### [AIM 1]
Restate word for word the stretch of the race-condition write-up from "Day 1 POST completes" through "Kino Krakow website.".
━━━ TEXT EXTRACT ━━━
The race condition stemmed from the way the DayPageJob instances were scheduled and how they interacted with the Kino Krakow website's session management. The short stagger delay between jobs, combined with the shared session state, led to jobs overwriting each other's day selection. This meant that instead of scraping data for all 7 days, the scraper was often only collecting data for a single day.

Current scheduling (sync_job.ex:157):

delay_seconds = day_offset * Config.rate_limit()  # 2 seconds

Actual timeline:

T=0s:  Day 0 starts → POST /settings/set_day/0
T=1s:  Day 0 POST completes
T=2s:  Day 1 starts → POST /settings/set_day/1 ⚠️
T=3s:  Day 0 sleep ends → GET (but session now set to day=1!)
       Day 1 POST completes
T=4s:  Day 2 starts → POST /settings/set_day/2 ⚠️
       Day 1 sleep ends → GET (but session now set to day=2!)
T=6s:  Day 2 sleep ends → GET
       Day 3 starts → POST /settings/set_day/3 ⚠️

Root Cause: Shared Session State and Overlapping Execution

The root cause of the race condition can be broken down into several key factors:

  1. Shared session state: All 7 DayPageJob instances were using the same cookies, meaning they were sharing the same session with the Kino Krakow website.
  2. Server-side day selection: The Kino Krakow website used a POST request to /settings/set_day/{day} to modify the server session, effectively setting the day for which showtimes would be retrieved.
  3. Overlapping execution: The DayPageJob instances were running in parallel with a stagger delay of only 2 seconds, leading to significant overlap in their execution.
  4. Job execution time: Each DayPageJob took approximately 6 seconds to complete, including the POST request, sleep time, and GET request.

Result: Jobs overwrite each other's day selection, causing all jobs to get the same or overlapping day data.

Why This Matters: Impact on Data Completeness

The race condition had a significant impact on the completeness of the scraped data. Instead of providing showtimes for all 7 days of the week, the scraper was often only returning data for a single day, severely limiting its usefulness.

  • ❌ Users only see showtimes for 1 day (likely today)
  • ❌ Missing 6/7ths of available movie showtimes
  • ❌ Freshness checker might incorrectly skip valid future showtimes
  • ❌ Incomplete event calendar for Krakow users

✅ Recommended Solution: Sequential Scheduling

To resolve the race condition, a simple yet effective solution was implemented: sequential scheduling. This involved increasing the stagger delay between the DayPageJob instances, ensuring that each job had enough time to complete before the next one started. This eliminated the overlap in execution and prevented jobs from interfering with each other's session state.

Fix: Increase Stagger Delay

The fix involved modifying a single line of code in the sync_job.ex file. By increasing the stagger delay, we ensured that each DayPageJob had enough time to complete before the next one started, effectively eliminating the race condition.
━━━ TASK INPUTS ━━━
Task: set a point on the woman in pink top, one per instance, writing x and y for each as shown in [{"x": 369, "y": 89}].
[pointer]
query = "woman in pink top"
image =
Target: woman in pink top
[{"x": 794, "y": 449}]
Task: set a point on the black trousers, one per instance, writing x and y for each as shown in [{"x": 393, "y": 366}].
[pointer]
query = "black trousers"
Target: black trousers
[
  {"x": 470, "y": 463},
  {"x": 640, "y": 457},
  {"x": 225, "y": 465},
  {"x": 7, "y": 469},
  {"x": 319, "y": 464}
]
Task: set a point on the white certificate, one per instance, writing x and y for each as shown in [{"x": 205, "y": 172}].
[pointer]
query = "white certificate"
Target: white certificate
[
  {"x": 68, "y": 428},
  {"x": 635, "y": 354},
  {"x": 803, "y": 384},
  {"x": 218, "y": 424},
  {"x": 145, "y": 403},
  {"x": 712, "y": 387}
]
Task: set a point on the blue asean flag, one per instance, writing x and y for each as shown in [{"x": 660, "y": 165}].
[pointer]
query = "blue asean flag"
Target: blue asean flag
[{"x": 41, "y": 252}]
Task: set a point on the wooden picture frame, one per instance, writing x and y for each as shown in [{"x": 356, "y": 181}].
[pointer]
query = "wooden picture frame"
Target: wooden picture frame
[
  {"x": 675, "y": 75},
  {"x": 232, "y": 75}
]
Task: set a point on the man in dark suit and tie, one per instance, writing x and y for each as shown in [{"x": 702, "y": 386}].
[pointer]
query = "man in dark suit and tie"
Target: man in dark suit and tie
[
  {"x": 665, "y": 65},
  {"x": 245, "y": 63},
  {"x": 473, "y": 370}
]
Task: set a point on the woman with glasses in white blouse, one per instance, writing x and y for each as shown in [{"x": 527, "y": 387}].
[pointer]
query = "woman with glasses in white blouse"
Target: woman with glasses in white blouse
━━━
### [AIM 2]
Please quote the stretch of the records from the line containing "Task: set a point on the black" through the end of the records, both ends included, and nothing more.

### [TASK RESULT 1]
Day 1 POST completes
T=4s:  Day 2 starts → POST /settings/set_day/2 ⚠️
       Day 1 sleep ends → GET (but session now set to day=2!)
T=6s:  Day 2 sleep ends → GET
       Day 3 starts → POST /settings/set_day/3 ⚠️

Root Cause: Shared Session State and Overlapping Execution

The root cause of the race condition can be broken down into several key factors:

  1. Shared session state: All 7 DayPageJob instances were using the same cookies, meaning they were sharing the same session with the Kino Krakow website.

### [TASK RESULT 2]
Task: set a point on the black trousers, one per instance, writing x and y for each as shown in [{"x": 393, "y": 366}].
[pointer]
query = "black trousers"
Target: black trousers
[
  {"x": 470, "y": 463},
  {"x": 640, "y": 457},
  {"x": 225, "y": 465},
  {"x": 7, "y": 469},
  {"x": 319, "y": 464}
]
Task: set a point on the white certificate, one per instance, writing x and y for each as shown in [{"x": 205, "y": 172}].
[pointer]
query = "white certificate"
Target: white certificate
[
  {"x": 68, "y": 428},
  {"x": 635, "y": 354},
  {"x": 803, "y": 384},
  {"x": 218, "y": 424},
  {"x": 145, "y": 403},
  {"x": 712, "y": 387}
]
Task: set a point on the blue asean flag, one per instance, writing x and y for each as shown in [{"x": 660, "y": 165}].
[pointer]
query = "blue asean flag"
Target: blue asean flag
[{"x": 41, "y": 252}]
Task: set a point on the wooden picture frame, one per instance, writing x and y for each as shown in [{"x": 356, "y": 181}].
[pointer]
query = "wooden picture frame"
Target: wooden picture frame
[
  {"x": 675, "y": 75},
  {"x": 232, "y": 75}
]
Task: set a point on the man in dark suit and tie, one per instance, writing x and y for each as shown in [{"x": 702, "y": 386}].
[pointer]
query = "man in dark suit and tie"
Target: man in dark suit and tie
[
  {"x": 665, "y": 65},
  {"x": 245, "y": 63},
  {"x": 473, "y": 370}
]
Task: set a point on the woman with glasses in white blouse, one per instance, writing x and y for each as shown in [{"x": 527, "y": 387}].
[pointer]
query = "woman with glasses in white blouse"
Target: woman with glasses in white blouse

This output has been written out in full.